• _PASSAGE_

########

Inglewood Oil Field

Location of Inglewood Oil Field in southern California
Country United States
Region Los Angeles Basin
Location Los Angeles County, California
Offshore/onshore onshore
Operators Freeport McMoran Oil & Gas (a division of Freeport-McMoRan)
Field history
Discovery 1924
Start of development 1924
Start of production 1924
Peak year 1925
Production
Current production of oil 7,484 barrels per day (~3.729×10^5 t/a)
Year of current production of oil 2013
Estimated oil in place 30.265 million barrels (~4.129×10^6 t)
Producing formations Pico, Repetto, Topanga

The Inglewood Oil Field in Los Angeles County, California, is the 18th-largest oil field in the state and the second-most productive in the Los Angeles Basin. Discovered in 1924 and in continuous production ever since, in 2012 it produced almost over 2.8 million barrels of oil from some five hundred wells. Since 1924 it has produced almost 400 million barrels, and the California Department of Oil, Gas and Geothermal Resources (DOGGR) has estimated that there are about 30 million barrels remaining in the field's one thousand acres, recoverable with present technology.[1]

The field is operated by Freeport McMoRan Oil & Gas, Inc, which acquired it from Plains Exploration & Production in 2013. Surrounded by Los Angeles and its suburbs, and having over one million people living within five miles of its boundary, it is the largest urban oil field in the United States.[2] Freeport has begun a vigorous program of field development through water-flooding and well stimulation to increase production, which has been slowly declining since the field's peak in 1925.

########

• _GOAL 1_
List every producing formation named in the article on the Inglewood Oil Field.
• _GOAL 2_
Reproduce the article on the Inglewood Oil Field from "Location of Inglewood" up to and including "per day (~3.729×10^5 t/a)".
The material after this point has no connection to the article on the Inglewood Oil Field.

• _DATASET SECTION_
########

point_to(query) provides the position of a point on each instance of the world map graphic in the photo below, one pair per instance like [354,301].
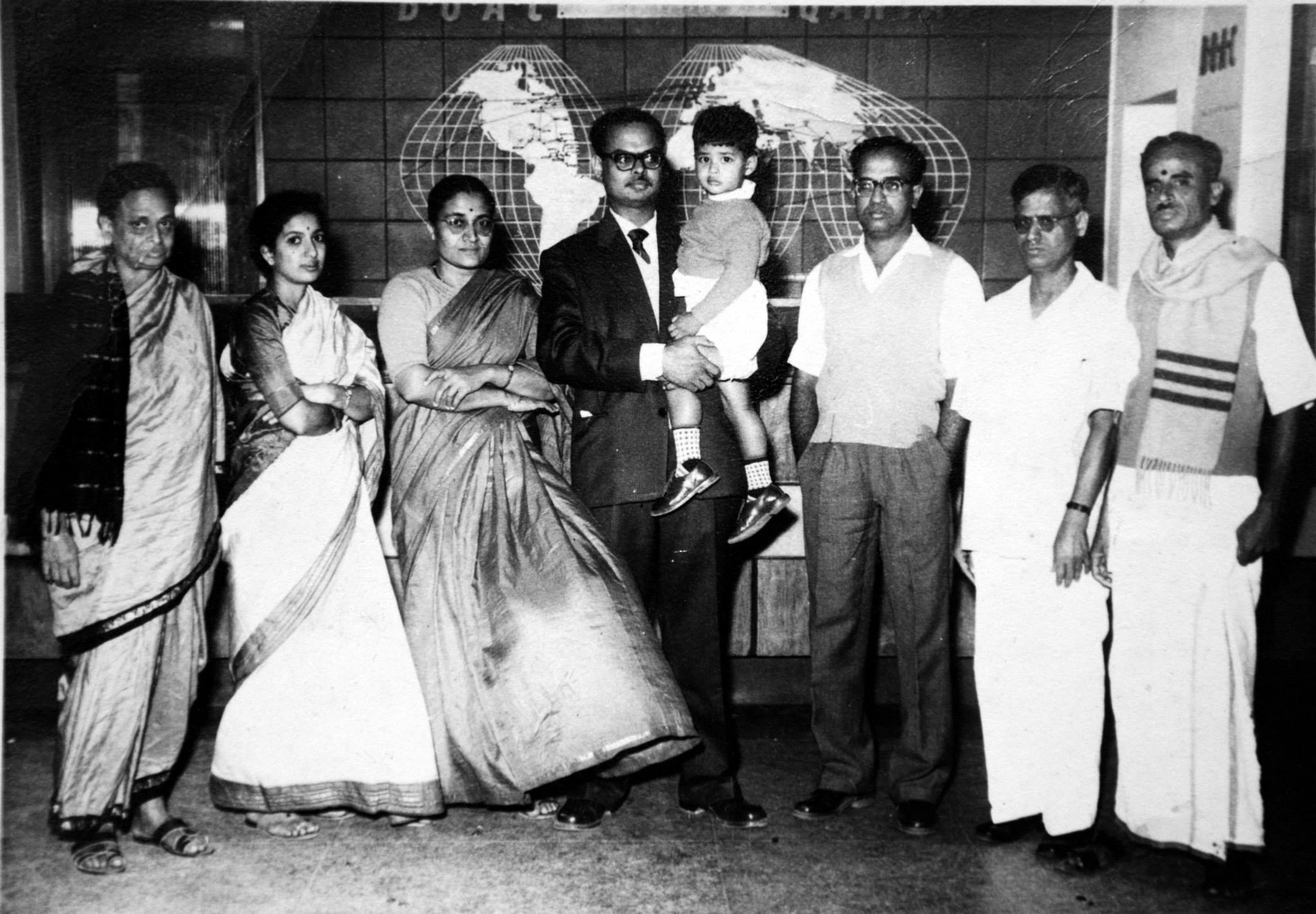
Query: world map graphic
[520,119]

########

• _TASK ANSWER 1_
Pico, Repetto, Topanga

• _TASK ANSWER 2_
Location of Inglewood Oil Field in southern California
Country United States
Region Los Angeles Basin
Location Los Angeles County, California
Offshore/onshore onshore
Operators Freeport McMoran Oil & Gas (a division of Freeport-McMoRan)
Field history
Discovery 1924
Start of development 1924
Start of production 1924
Peak year 1925
Production
Current production of oil 7,484 barrels per day (~3.729×10^5 t/a)